*WHAT THE TASK REQUIRES*. Render the part that opens with the line containing "the dark water" and closes with the last line as a two-column CSV with the headers "query" and "answer", one row for each request. Put the request text and its answer each in one quoted field, replacing line breaks with spaces.
** START OF GIVEN DATA **
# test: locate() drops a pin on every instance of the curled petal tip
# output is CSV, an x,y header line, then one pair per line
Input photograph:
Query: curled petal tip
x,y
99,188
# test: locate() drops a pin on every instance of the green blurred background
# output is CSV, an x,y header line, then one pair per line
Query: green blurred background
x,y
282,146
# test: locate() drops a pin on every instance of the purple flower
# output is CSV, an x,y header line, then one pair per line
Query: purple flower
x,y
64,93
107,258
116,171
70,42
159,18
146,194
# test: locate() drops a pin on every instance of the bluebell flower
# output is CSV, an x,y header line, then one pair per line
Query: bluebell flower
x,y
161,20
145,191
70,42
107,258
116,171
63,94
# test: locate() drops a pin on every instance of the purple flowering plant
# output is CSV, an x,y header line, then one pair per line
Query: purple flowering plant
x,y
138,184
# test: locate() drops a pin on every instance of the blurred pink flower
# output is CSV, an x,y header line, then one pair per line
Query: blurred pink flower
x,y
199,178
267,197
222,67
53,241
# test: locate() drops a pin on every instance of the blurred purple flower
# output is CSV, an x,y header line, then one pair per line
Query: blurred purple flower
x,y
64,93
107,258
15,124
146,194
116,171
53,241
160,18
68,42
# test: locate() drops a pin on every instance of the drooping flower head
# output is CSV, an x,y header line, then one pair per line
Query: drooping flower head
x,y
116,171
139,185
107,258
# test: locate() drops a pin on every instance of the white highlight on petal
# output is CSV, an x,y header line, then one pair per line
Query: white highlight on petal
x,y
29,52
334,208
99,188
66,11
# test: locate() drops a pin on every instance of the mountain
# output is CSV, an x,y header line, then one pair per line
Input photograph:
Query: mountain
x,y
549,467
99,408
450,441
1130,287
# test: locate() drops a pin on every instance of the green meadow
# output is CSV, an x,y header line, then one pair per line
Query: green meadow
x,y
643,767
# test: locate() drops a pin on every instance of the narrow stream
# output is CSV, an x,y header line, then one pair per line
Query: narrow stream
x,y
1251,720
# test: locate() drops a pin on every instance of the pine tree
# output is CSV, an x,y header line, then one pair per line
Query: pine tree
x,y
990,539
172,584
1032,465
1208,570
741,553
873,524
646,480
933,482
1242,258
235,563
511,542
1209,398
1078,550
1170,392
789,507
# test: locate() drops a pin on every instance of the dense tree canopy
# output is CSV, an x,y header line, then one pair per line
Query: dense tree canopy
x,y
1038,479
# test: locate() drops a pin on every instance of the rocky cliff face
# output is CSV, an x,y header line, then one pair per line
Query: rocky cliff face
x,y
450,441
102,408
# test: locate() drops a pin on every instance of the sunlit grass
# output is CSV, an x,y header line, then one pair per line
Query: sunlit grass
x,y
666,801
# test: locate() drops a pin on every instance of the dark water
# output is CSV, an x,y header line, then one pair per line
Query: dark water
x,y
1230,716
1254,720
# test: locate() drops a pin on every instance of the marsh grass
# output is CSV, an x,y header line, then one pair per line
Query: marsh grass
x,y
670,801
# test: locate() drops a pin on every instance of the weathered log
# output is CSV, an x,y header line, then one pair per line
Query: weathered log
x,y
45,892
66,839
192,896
** END OF GIVEN DATA **
*WRITTEN RESPONSE*.
query,answer
"# test: locate() drops a pin on every instance of the dark water # output is CSV, an x,y header line, then one pair per line Query: dark water","x,y 1230,716 1254,720"
"# test: locate() drops a pin on every instance of the marsh grass # output is CSV, an x,y header line, then one pair per line Query: marsh grass","x,y 670,801"
"# test: locate() drops a pin on every instance of the weathered log # output is CSV, an x,y header line, then one pair per line Query: weathered log","x,y 45,892 66,839 192,896"